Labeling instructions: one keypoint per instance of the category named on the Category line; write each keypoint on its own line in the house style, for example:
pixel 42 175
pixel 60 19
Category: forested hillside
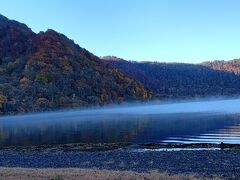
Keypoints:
pixel 228 66
pixel 178 80
pixel 47 71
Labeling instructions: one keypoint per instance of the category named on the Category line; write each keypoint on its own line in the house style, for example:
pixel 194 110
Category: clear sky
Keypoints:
pixel 154 30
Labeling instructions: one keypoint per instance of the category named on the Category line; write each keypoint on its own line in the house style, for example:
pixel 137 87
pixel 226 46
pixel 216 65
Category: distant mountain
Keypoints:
pixel 228 66
pixel 47 71
pixel 179 80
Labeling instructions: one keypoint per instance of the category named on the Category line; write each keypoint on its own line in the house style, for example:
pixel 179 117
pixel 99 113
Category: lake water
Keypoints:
pixel 190 122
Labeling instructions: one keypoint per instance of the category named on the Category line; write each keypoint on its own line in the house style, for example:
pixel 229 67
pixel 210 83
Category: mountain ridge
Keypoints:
pixel 181 80
pixel 47 71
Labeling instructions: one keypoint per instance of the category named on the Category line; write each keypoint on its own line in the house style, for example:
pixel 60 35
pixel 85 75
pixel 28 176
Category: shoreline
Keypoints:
pixel 92 147
pixel 74 174
pixel 204 163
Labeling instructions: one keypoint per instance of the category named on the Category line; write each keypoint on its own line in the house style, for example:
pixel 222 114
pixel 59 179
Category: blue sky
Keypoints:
pixel 154 30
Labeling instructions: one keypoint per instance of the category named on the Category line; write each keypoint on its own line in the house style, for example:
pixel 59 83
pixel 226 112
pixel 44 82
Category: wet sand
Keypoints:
pixel 73 174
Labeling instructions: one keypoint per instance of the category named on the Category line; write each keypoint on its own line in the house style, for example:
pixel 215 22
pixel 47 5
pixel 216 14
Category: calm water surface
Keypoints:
pixel 195 122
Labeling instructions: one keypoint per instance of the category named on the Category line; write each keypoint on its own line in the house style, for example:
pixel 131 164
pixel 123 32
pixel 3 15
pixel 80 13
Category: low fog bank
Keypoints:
pixel 227 106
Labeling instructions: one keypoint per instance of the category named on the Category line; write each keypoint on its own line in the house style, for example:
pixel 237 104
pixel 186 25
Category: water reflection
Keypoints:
pixel 114 128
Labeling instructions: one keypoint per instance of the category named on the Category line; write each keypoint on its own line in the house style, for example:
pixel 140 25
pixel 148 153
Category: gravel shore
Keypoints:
pixel 221 163
pixel 85 174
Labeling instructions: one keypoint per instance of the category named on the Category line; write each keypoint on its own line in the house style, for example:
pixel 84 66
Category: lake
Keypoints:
pixel 212 121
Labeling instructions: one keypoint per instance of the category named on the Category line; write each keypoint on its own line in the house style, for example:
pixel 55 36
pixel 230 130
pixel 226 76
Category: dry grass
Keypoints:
pixel 88 174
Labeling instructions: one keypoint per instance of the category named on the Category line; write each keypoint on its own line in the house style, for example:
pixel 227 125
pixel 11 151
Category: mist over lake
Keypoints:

• • •

Quote the records above in full, dropping each picture.

**Correct output**
Labeling instructions: one keypoint per instance of the category named on the Category line; write each keypoint on its own line in the house style, for example:
pixel 42 175
pixel 60 19
Category: forested hillside
Keypoints:
pixel 228 66
pixel 178 80
pixel 47 71
Labeling instructions: one keypoint per instance of the category named on the Category line; write each keypoint on its own line in the house style, for example:
pixel 194 110
Category: clear sky
Keypoints:
pixel 154 30
Labeling instructions: one keypoint per instance of the category named on the Category line; write each keypoint on its own line in the house style, for example:
pixel 137 87
pixel 226 46
pixel 216 65
Category: distant mountain
Keypoints:
pixel 228 66
pixel 47 71
pixel 179 80
Labeling instructions: one keypoint per instance of the category named on the Category line; write each keypoint on its own line in the house style, for example:
pixel 179 117
pixel 99 113
Category: lake water
Keypoints:
pixel 190 122
Labeling instructions: one keypoint per instance of the category named on the Category line; write each keypoint on its own line in the house style, for example:
pixel 229 67
pixel 210 83
Category: mountain ridge
Keypoints:
pixel 181 80
pixel 47 71
Labeling instructions: one keypoint per instance of the category named on the Category line; write each keypoint on its own line in the house style, for example:
pixel 60 35
pixel 85 75
pixel 28 176
Category: shoreline
Keypoints:
pixel 92 147
pixel 74 174
pixel 204 163
Labeling instructions: one keypoint per instance of the category named on the Category line; write each keypoint on its own line in the house style, for example:
pixel 222 114
pixel 59 179
Category: blue sky
Keypoints:
pixel 154 30
Labeling instructions: one keypoint per instance of the category named on the Category line; write each keypoint on its own line in the house style, for example:
pixel 59 83
pixel 226 112
pixel 44 82
Category: wet sand
Keypoints:
pixel 73 174
Labeling instructions: one keypoint per instance of the category named on the Category line; write each keypoint on its own line in the house style, for example:
pixel 215 22
pixel 47 5
pixel 216 14
Category: calm water surface
Keypoints:
pixel 195 122
Labeling instructions: one keypoint per instance of the category named on the Category line; write each keypoint on its own line in the house style, for example:
pixel 131 164
pixel 123 32
pixel 3 15
pixel 80 13
Category: low fog bank
Keypoints:
pixel 227 106
Labeling instructions: one keypoint per instance of the category named on the Category line; write each keypoint on its own line in the house style, for example:
pixel 237 104
pixel 186 25
Category: water reflection
Keypoints:
pixel 114 128
Labeling instructions: one keypoint per instance of the category named on the Category line; write each keypoint on its own line in the house style, for example:
pixel 140 25
pixel 148 153
Category: gravel shore
Keypoints:
pixel 221 163
pixel 85 174
Labeling instructions: one keypoint per instance of the category named on the Category line; write each keypoint on its own line in the house style, for example:
pixel 84 66
Category: lake
Keypoints:
pixel 212 121
Labeling instructions: one keypoint per instance of the category named on the Category line; write each keypoint on its own line in the house style, for example:
pixel 55 36
pixel 230 130
pixel 226 76
Category: dry grass
Keypoints:
pixel 88 174
Labeling instructions: one keypoint per instance of the category named on the Category line; write each keypoint on its own line in the house style, for example:
pixel 227 125
pixel 11 151
Category: mist over lake
Keypoints:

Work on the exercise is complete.